▶ **Written problem**
Copy out everything from the beginning of the items down to the line containing "[110,86,133,90]", keeping both ends and every character unchanged.

(Saved data entries)

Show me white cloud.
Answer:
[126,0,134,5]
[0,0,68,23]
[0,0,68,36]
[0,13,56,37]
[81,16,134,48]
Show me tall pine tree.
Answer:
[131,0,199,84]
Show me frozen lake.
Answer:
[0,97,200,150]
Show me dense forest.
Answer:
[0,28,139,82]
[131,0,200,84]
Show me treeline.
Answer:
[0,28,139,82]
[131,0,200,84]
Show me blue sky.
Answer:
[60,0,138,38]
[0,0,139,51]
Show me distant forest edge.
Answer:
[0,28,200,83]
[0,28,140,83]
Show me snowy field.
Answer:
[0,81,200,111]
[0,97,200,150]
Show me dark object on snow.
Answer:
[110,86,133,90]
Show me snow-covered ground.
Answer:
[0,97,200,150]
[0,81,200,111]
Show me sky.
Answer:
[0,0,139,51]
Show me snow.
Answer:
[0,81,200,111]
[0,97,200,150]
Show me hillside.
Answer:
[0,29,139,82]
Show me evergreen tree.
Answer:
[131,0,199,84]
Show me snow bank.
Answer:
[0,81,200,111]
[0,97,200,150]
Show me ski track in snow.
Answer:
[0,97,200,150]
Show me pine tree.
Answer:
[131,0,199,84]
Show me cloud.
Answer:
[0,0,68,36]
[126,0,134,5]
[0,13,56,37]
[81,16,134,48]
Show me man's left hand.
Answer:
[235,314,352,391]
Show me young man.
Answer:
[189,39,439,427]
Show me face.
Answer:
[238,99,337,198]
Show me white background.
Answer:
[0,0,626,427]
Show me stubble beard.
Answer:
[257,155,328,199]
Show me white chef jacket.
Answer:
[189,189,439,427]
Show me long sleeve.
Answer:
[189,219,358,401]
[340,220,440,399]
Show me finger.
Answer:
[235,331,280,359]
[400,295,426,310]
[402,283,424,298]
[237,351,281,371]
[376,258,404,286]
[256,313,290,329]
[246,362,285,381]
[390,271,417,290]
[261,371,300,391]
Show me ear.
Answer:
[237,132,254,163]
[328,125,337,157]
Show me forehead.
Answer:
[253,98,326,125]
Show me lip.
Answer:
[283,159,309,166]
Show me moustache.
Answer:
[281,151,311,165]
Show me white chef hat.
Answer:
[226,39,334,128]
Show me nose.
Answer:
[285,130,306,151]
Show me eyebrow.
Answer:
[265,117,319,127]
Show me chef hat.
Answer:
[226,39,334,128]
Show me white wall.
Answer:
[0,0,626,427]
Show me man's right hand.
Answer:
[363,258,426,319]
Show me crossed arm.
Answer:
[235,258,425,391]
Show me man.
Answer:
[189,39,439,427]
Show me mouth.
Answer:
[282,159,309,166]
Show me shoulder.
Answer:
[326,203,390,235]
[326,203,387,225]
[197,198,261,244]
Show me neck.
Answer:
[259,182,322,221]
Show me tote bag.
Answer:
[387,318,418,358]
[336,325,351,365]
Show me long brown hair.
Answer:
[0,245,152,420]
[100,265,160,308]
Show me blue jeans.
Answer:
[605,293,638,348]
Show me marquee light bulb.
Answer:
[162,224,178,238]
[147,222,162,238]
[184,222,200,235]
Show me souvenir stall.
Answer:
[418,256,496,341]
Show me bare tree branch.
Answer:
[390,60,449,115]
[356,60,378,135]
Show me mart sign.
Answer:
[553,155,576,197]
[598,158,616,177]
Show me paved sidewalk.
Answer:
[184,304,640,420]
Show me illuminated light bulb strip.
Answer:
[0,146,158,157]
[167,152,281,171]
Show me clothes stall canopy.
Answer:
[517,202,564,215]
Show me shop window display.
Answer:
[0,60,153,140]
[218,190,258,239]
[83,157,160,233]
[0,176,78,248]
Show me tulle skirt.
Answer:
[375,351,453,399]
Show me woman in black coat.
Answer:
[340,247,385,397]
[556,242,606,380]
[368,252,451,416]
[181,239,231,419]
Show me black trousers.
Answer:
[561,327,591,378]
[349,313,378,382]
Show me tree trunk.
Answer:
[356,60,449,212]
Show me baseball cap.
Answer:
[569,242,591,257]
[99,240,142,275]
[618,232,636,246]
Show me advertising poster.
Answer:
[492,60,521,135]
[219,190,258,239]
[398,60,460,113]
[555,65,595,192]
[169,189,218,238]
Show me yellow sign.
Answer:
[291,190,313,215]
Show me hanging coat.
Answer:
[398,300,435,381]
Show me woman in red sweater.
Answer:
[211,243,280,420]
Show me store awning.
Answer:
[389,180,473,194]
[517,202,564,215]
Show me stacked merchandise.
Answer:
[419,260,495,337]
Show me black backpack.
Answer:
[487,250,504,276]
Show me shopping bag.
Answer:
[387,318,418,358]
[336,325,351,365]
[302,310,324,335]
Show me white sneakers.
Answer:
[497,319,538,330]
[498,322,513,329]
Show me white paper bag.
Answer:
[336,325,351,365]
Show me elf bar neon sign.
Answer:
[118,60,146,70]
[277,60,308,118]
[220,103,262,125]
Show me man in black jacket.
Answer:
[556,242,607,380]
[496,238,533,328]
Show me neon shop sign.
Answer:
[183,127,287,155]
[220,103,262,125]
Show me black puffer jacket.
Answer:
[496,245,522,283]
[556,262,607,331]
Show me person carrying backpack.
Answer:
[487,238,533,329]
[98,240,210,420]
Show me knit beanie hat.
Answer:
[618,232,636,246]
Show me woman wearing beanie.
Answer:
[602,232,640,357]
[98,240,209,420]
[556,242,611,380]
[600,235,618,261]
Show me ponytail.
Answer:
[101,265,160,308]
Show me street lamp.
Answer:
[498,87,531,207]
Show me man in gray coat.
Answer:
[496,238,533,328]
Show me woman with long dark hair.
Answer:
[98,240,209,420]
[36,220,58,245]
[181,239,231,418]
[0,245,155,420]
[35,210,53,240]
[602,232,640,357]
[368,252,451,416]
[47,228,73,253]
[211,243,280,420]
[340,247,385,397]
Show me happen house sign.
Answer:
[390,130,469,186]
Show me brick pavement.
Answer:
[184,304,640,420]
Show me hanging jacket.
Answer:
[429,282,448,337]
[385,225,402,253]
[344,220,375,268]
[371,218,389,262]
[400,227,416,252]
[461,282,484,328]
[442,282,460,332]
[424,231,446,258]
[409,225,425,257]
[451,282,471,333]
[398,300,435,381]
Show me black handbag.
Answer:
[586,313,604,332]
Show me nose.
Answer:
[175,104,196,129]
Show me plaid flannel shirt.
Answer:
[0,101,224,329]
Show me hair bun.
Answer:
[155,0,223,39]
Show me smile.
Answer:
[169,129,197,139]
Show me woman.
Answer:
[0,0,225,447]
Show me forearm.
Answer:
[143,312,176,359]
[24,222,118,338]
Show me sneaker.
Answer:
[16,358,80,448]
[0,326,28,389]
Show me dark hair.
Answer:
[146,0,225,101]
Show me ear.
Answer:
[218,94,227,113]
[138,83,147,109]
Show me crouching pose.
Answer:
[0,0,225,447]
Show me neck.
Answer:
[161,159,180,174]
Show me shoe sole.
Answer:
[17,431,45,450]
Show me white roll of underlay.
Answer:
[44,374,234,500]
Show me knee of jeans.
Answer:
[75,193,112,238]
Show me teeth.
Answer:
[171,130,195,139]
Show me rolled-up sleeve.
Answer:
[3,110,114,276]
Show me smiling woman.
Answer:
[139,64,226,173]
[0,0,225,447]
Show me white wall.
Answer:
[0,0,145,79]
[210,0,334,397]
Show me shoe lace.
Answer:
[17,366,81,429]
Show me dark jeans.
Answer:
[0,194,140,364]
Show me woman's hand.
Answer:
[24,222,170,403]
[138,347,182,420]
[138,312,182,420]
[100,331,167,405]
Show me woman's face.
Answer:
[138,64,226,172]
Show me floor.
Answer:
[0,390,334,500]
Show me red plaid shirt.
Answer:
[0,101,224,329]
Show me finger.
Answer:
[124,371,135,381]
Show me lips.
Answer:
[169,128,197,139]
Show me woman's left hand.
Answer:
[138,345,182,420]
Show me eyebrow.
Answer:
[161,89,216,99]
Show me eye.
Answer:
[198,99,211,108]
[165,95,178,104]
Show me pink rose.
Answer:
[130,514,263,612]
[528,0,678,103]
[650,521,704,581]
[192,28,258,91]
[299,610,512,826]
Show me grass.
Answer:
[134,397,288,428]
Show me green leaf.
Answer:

▶ **Written answer**
Show me white cloud.
Answer:
[126,0,134,5]
[0,0,68,23]
[0,0,68,36]
[0,13,56,37]
[81,16,134,48]
Show me tall pine tree.
Answer:
[131,0,199,84]
Show me frozen lake.
Answer:
[0,97,200,150]
Show me dense forest.
Answer:
[0,28,139,82]
[131,0,200,84]
Show me treeline.
Answer:
[0,28,139,82]
[131,0,200,84]
Show me blue sky.
Answer:
[60,0,138,38]
[0,0,139,51]
Show me distant forest edge.
Answer:
[0,28,200,83]
[0,28,140,83]
Show me snowy field.
Answer:
[0,81,200,111]
[0,97,200,150]
Show me dark object on snow.
Answer:
[110,86,133,90]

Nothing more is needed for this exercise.